(Dataset rows on where objects appear)
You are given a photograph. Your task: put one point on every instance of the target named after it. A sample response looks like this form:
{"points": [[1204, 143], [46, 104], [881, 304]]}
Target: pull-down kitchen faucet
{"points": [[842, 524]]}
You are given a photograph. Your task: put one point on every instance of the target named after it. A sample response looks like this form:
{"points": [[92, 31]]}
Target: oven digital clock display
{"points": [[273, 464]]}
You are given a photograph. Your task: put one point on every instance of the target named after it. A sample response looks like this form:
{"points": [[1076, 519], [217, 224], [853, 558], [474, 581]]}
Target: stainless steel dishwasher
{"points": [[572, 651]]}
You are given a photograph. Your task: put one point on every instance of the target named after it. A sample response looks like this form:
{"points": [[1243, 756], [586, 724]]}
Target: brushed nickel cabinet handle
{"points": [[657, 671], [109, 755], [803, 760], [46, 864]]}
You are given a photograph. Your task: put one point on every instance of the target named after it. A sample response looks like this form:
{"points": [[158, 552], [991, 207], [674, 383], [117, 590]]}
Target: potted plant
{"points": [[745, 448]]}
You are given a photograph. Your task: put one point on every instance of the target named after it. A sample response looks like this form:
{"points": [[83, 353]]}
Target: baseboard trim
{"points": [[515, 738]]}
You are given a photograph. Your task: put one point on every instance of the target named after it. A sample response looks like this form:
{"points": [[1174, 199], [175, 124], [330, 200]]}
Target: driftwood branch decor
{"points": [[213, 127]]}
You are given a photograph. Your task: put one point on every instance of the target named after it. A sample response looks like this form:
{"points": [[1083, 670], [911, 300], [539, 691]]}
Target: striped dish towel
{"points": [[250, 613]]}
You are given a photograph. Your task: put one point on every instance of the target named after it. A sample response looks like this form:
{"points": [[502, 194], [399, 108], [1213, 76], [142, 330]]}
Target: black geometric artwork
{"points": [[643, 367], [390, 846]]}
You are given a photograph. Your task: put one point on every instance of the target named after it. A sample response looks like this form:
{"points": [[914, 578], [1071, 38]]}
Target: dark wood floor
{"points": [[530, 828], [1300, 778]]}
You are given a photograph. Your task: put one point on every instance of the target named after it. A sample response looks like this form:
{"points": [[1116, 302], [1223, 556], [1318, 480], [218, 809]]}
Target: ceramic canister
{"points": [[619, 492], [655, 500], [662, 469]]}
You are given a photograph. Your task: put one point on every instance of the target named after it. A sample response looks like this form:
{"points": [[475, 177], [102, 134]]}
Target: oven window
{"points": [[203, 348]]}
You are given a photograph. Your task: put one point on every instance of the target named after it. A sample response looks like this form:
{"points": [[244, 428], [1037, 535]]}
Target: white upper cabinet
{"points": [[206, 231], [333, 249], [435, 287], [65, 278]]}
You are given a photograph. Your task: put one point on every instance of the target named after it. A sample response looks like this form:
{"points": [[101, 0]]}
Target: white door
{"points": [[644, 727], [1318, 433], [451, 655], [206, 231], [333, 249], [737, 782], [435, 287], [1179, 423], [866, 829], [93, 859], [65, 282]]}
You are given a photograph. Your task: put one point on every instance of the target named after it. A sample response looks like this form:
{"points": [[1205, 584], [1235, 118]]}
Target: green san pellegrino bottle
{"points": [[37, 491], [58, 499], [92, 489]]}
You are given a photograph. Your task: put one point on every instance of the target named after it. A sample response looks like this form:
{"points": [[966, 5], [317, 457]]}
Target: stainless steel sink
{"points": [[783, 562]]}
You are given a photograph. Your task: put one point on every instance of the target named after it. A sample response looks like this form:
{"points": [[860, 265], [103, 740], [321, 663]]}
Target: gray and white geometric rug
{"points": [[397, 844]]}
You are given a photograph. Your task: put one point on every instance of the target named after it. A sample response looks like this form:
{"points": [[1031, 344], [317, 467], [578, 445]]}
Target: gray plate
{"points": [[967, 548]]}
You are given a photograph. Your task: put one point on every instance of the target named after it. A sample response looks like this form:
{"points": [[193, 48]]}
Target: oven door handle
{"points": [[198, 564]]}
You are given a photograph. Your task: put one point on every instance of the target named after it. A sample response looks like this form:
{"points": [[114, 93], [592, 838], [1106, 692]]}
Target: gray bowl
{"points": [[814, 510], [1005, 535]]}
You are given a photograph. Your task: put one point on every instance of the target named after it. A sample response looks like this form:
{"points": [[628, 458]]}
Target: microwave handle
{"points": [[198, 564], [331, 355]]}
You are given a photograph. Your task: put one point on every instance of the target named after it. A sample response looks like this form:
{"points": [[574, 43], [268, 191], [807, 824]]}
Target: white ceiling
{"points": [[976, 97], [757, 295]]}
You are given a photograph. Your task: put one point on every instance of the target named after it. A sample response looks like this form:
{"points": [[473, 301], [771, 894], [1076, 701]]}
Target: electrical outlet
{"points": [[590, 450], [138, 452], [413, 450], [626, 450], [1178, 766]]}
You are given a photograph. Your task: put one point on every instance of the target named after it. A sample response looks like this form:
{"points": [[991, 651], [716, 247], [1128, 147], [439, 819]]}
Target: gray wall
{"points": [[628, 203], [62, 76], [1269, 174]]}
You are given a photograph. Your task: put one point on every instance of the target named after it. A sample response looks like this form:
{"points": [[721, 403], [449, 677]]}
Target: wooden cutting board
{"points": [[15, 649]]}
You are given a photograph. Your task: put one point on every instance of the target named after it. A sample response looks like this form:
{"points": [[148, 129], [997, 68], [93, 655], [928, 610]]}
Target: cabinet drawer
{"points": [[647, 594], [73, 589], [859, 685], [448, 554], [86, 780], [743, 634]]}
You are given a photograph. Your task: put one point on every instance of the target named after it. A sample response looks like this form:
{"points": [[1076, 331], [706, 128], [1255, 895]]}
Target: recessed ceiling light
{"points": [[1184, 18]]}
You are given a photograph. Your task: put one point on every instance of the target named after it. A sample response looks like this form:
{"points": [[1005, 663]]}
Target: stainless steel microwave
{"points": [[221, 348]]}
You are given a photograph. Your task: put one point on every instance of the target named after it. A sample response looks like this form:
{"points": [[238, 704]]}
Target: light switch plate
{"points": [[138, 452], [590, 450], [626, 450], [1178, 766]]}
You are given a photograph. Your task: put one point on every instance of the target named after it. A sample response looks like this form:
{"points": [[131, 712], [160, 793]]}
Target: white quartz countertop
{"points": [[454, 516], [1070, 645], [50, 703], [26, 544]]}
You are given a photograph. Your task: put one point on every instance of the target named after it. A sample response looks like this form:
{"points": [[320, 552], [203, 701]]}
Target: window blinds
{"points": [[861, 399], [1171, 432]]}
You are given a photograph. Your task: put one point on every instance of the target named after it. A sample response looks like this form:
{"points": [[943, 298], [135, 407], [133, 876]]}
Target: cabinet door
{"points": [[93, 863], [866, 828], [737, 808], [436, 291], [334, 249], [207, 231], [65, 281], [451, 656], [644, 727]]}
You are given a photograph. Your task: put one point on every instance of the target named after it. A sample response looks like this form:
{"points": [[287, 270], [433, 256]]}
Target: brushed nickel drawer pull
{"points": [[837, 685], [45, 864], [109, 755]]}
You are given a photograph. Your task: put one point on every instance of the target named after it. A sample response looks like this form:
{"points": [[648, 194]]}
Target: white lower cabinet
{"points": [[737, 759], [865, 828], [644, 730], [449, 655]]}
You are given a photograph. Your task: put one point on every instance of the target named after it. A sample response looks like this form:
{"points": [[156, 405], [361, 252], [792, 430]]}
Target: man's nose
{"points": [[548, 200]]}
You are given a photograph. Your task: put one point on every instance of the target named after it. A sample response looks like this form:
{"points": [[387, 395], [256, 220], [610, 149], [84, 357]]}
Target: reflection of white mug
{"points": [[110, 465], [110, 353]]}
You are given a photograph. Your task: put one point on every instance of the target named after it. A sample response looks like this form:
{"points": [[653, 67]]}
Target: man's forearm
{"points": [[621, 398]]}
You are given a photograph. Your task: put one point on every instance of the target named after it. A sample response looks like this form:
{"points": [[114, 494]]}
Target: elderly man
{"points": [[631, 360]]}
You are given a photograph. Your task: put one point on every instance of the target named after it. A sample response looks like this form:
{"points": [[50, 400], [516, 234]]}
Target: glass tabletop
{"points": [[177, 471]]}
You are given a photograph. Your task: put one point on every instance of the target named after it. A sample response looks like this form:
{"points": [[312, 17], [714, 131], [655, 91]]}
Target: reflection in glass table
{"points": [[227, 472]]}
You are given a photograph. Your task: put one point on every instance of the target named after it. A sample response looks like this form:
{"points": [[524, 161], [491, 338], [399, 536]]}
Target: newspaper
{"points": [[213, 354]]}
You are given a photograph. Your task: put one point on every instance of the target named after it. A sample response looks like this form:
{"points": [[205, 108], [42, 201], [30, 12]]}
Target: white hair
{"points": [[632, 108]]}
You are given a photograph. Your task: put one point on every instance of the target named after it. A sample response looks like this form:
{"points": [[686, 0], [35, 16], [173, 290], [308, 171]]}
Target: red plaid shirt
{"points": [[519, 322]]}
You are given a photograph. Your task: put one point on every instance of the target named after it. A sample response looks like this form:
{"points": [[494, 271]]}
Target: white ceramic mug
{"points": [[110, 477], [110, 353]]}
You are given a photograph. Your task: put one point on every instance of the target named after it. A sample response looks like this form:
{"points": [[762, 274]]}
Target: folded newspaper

■ Given exercise ■
Identify every line in the data above that contains the word "ceramic", and copy each of those lines in full. Case counts, so match uppercase and lowercase letters precisely.

■ Final answer ■
Target: ceramic canister
Target: white ceramic mug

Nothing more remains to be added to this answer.